Set problem a: Name every player that Marc mentions in his reply in the Bayern discussion below.

Text provided:
● ● ●
Marc: I agree with the general sentiment of my colleagues but think there may be a few more opportunities than they mentioned. I tend to think Mai will at some point this season see some first team action and probably has the best chance to play meaningful minutes. If Boateng, Hummels or Süle pick up an injury, he will almost certainly come into the squad. That being said, the remaining players will likely only see time in competitions that are “over” to give the senior players rest. For instance, if Bayern have clinched first place in their Champions League group, I wouldn’t be surprised to see a few players in the last game or two. The same is true for the Bundesliga, if and when the league has been clinched. Apart from that, it would take plague of injuries for anyone to get an opportunity.

(Image: Francisco Leong/AFP/Getty Images)

Our third question comes from @harishb997 on twitter. “How has Kovac adapted to his predecessors tactics? What changes has he instilled?”
● ● ●
Set problem b: From the rows below, pull out each line containing the string "garden".

Data records:
● ● ●
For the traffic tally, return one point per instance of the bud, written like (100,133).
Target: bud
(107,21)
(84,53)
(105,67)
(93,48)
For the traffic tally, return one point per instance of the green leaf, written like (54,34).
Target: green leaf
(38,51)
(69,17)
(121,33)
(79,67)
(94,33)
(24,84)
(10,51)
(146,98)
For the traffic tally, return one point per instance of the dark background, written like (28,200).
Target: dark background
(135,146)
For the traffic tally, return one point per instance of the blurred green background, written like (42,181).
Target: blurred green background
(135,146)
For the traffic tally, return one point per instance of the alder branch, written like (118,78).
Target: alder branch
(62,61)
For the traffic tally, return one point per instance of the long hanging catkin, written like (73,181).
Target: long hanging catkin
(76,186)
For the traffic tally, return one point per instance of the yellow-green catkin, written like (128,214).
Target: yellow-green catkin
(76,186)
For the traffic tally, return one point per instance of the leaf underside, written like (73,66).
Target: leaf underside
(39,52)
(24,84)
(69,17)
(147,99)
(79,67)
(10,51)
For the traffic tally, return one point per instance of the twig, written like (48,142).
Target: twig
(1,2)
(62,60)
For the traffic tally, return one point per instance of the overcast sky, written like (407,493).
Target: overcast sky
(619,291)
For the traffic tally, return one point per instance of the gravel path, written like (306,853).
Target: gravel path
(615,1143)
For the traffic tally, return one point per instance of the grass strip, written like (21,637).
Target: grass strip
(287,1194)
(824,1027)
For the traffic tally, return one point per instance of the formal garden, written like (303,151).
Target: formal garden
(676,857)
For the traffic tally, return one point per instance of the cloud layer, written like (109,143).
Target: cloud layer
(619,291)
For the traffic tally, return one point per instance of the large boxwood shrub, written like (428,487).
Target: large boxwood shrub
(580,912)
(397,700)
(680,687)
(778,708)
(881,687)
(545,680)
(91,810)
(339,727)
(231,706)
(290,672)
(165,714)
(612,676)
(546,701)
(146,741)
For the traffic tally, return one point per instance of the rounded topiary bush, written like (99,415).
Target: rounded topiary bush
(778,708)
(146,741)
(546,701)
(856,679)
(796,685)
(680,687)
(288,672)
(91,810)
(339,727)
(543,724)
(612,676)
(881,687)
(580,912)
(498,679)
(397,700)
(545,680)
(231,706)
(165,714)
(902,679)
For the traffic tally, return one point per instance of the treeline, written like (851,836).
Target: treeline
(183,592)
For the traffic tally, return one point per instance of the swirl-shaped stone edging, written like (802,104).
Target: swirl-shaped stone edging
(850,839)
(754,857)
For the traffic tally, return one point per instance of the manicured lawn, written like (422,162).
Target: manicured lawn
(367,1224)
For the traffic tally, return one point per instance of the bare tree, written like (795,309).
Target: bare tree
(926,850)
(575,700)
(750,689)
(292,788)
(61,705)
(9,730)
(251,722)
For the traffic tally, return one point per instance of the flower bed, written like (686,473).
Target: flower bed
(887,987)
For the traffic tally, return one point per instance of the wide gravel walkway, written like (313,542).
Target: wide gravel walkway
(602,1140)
● ● ●
Output a: Mai, Boateng, Hummels, Süle

Output b:
For the traffic tally, return one point per instance of the formal garden, written like (303,151).
Target: formal garden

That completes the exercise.